Every line below is to be copied exactly, with the pictures left out.

::::

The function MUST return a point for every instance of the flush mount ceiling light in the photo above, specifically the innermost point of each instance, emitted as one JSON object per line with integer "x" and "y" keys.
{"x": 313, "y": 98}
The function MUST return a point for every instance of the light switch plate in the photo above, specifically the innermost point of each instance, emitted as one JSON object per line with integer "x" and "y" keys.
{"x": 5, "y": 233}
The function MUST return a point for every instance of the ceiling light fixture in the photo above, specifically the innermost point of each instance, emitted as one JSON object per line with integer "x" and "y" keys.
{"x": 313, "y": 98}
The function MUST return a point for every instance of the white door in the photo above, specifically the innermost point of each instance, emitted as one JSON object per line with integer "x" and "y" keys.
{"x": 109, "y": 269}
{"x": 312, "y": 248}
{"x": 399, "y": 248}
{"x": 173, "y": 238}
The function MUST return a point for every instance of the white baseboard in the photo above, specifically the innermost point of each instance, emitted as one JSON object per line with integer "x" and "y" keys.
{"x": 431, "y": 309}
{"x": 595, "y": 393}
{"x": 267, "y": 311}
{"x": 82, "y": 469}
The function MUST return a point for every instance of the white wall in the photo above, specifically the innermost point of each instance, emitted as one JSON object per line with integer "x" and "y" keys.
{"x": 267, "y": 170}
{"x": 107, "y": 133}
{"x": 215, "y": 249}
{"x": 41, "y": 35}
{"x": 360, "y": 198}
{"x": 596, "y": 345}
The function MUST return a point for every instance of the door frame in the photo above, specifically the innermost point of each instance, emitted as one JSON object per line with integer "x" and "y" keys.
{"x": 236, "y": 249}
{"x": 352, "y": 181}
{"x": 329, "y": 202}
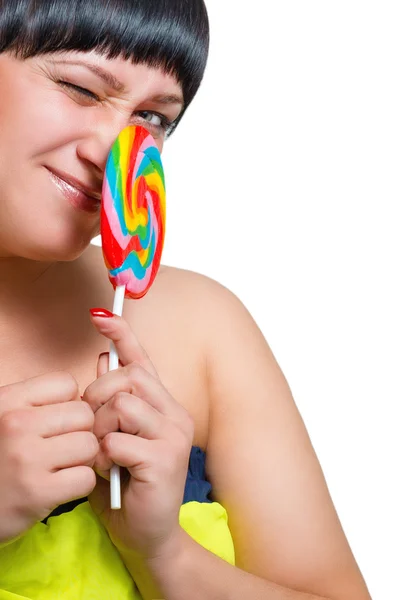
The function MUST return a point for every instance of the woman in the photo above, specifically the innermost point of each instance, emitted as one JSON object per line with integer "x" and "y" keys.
{"x": 196, "y": 375}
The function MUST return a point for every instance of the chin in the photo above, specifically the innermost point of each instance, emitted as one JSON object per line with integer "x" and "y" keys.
{"x": 53, "y": 250}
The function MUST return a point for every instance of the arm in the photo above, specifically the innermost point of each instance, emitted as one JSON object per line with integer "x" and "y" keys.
{"x": 288, "y": 539}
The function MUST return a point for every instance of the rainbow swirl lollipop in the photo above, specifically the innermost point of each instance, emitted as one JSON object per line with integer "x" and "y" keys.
{"x": 133, "y": 217}
{"x": 133, "y": 212}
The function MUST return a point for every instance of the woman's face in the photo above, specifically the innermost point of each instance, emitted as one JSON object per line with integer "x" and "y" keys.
{"x": 59, "y": 115}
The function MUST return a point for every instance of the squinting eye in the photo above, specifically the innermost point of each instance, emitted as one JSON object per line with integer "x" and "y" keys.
{"x": 77, "y": 89}
{"x": 152, "y": 118}
{"x": 159, "y": 123}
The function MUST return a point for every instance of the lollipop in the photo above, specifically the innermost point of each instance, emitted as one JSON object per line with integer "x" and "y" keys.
{"x": 133, "y": 213}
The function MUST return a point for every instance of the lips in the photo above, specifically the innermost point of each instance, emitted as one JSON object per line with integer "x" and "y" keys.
{"x": 79, "y": 195}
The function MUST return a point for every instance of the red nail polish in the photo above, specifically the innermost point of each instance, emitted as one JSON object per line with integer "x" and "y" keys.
{"x": 101, "y": 312}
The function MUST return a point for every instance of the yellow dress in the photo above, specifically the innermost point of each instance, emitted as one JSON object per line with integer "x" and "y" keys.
{"x": 71, "y": 557}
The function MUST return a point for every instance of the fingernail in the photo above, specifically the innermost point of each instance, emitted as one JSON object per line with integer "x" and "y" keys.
{"x": 101, "y": 312}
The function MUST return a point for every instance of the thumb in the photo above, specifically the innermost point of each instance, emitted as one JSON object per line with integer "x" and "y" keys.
{"x": 117, "y": 330}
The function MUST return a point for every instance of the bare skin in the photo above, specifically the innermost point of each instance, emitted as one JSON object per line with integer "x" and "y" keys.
{"x": 209, "y": 378}
{"x": 63, "y": 328}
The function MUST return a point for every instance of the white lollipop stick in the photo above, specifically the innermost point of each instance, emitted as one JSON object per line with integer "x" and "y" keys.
{"x": 115, "y": 480}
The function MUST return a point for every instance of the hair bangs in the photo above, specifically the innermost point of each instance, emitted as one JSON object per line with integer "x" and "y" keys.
{"x": 169, "y": 34}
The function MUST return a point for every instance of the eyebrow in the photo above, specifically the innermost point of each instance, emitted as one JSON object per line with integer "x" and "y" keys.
{"x": 116, "y": 85}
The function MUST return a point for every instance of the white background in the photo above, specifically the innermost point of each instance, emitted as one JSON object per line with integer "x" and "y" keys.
{"x": 285, "y": 182}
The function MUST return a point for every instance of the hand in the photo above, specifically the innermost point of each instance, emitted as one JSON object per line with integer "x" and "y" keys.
{"x": 47, "y": 450}
{"x": 142, "y": 428}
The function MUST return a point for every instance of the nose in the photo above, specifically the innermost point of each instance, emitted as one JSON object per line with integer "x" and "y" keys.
{"x": 93, "y": 148}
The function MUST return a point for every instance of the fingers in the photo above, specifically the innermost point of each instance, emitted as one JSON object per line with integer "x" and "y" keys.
{"x": 123, "y": 450}
{"x": 102, "y": 364}
{"x": 51, "y": 388}
{"x": 129, "y": 349}
{"x": 129, "y": 414}
{"x": 135, "y": 380}
{"x": 72, "y": 484}
{"x": 72, "y": 449}
{"x": 52, "y": 420}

::::

Task response –
The function MUST return a point for every instance of the flush mount ceiling light in the photo above, specifically the innermost point of each instance, emitted as one JSON object per line with integer "x" and "y" keys.
{"x": 313, "y": 98}
The function MUST return a point for every instance of the light switch plate in the photo above, specifically the innermost point of each instance, emitted as one JSON object per line with integer "x" and "y" keys.
{"x": 5, "y": 233}
The function MUST return a point for every instance of the ceiling light fixture in the photo above, specifically the innermost point of each instance, emitted as one JSON object per line with integer "x" and "y" keys.
{"x": 313, "y": 98}
The function MUST return a point for every instance of the white door in the photo above, specifically the innermost point of each instance, emitted as one JSON object per line with integer "x" and "y" keys.
{"x": 109, "y": 269}
{"x": 312, "y": 248}
{"x": 399, "y": 248}
{"x": 173, "y": 238}
The function MUST return a point for every instance of the white baseboard in the photo above, specifically the innermost point of each instance, emitted as one JSON object per line with integer "x" and "y" keys.
{"x": 431, "y": 309}
{"x": 595, "y": 393}
{"x": 267, "y": 311}
{"x": 82, "y": 469}
The function MUST return a point for every instance of the white wall in the photo above, specifically the innermost point of each instance, emitted as one JSON object per line with integer "x" and "y" keys.
{"x": 267, "y": 170}
{"x": 107, "y": 133}
{"x": 215, "y": 249}
{"x": 41, "y": 35}
{"x": 360, "y": 198}
{"x": 596, "y": 345}
The function MUST return a point for every instance of the door frame in the photo above, specifically the innermost point of each instance, emitted as one JSON object per line with integer "x" and "y" keys.
{"x": 236, "y": 249}
{"x": 352, "y": 181}
{"x": 329, "y": 202}
The function MUST return a point for every instance of the woman in the photo above, specifically the innermost point of each instance, emitted as one JSON object per line with integer "x" and "y" keys.
{"x": 196, "y": 375}
The function MUST return a point for every instance of the chin in the photo above, specifically the innermost point of each instance, emitted as one JSON object per line with integer "x" and "y" keys.
{"x": 53, "y": 250}
The function MUST return a point for every instance of the arm in the photo above, specifically the innermost point of each instance, emitted as one JSON object per line with integer "x" and "y" keys.
{"x": 288, "y": 539}
The function MUST return a point for every instance of the rainbow swirl lollipop in the photo above, specifically the innermost point of each instance, emitted as one JSON object per line with integer "x" and "y" keys.
{"x": 133, "y": 217}
{"x": 133, "y": 212}
The function MUST return a point for every instance of the woman's face in the photo above, specifically the innermost point of each instance, emitted as one JSON object per line with integer "x" and "y" keys.
{"x": 59, "y": 115}
The function MUST return a point for every instance of the squinting eye in the photo above, specifically the innermost point of each instance, emitted as one JSON object per line with integer "x" and "y" keys.
{"x": 77, "y": 89}
{"x": 152, "y": 118}
{"x": 159, "y": 123}
The function MUST return a point for every instance of the lollipop in the photo above, specifically the innermost point of each instance, emitted as one JSON object per line with integer "x" and "y" keys.
{"x": 133, "y": 213}
The function MUST return a point for every instance of the lips in the photo above, specifically the innermost point of each instance, emitted as one JSON object per line with integer "x" and "y" keys.
{"x": 79, "y": 195}
The function MUST return a point for every instance of the red nail polish in the photo above, specifically the innermost point of each instance, emitted as one JSON object per line with integer "x" and "y" keys.
{"x": 101, "y": 312}
The function MUST return a point for every instance of the yellow dress in the photo above, specifically the innermost point of each instance, emitted as one JSON object per line with integer "x" and "y" keys.
{"x": 71, "y": 557}
The function MUST return a point for every instance of the fingernail in the photo above, specifically the innermost point of each instance, emitted as one JSON object per line with integer "x" and "y" keys.
{"x": 101, "y": 312}
The function MUST return a point for every instance of the thumb in the photo above, specifically the innermost point of each instance, emitted as one JSON object per line with integer "x" and "y" keys.
{"x": 117, "y": 330}
The function MUST return a point for every instance of the bare skin in the photo above, specifically the innermost point of each instance, emitted as one JSON object per line with integer "x" and "y" keys.
{"x": 209, "y": 378}
{"x": 63, "y": 328}
The function MUST return a point for every instance of the white lollipop stick in the photo above, specifically the innermost point of each instance, emitted as one JSON object per line with integer "x" and "y" keys.
{"x": 115, "y": 480}
The function MUST return a point for every instance of the hair bangs in the photo above, specifically the innermost point of each instance, emitted as one JSON object per line with integer "x" and "y" keys.
{"x": 169, "y": 34}
The function MUST return a point for every instance of the eyebrow in the photo above, specifically the innermost point of each instance, emitted as one JSON object per line with integer "x" and "y" keys.
{"x": 116, "y": 85}
The function MUST return a point for every instance of the white background in the photo above, specifically the innermost point of each instance, emitted as one JSON object per line with integer "x" and "y" keys.
{"x": 285, "y": 182}
The function MUST return a point for every instance of the hand in the photo above, specifically the innermost point of each instance, emitted as one JSON object per line with integer "x" and "y" keys.
{"x": 47, "y": 450}
{"x": 142, "y": 428}
The function MUST return a point for every instance of the nose in the photo above, specifically the innermost point of each instance, emitted as one JSON object per line with integer "x" and "y" keys.
{"x": 93, "y": 148}
The function MUST return a point for every instance of the fingers in the photo above, specifically the innermost point of each instance, emitted as one JSON object per line with integer "x" and "y" keys.
{"x": 123, "y": 450}
{"x": 102, "y": 364}
{"x": 51, "y": 388}
{"x": 129, "y": 349}
{"x": 129, "y": 414}
{"x": 135, "y": 380}
{"x": 72, "y": 484}
{"x": 72, "y": 449}
{"x": 52, "y": 420}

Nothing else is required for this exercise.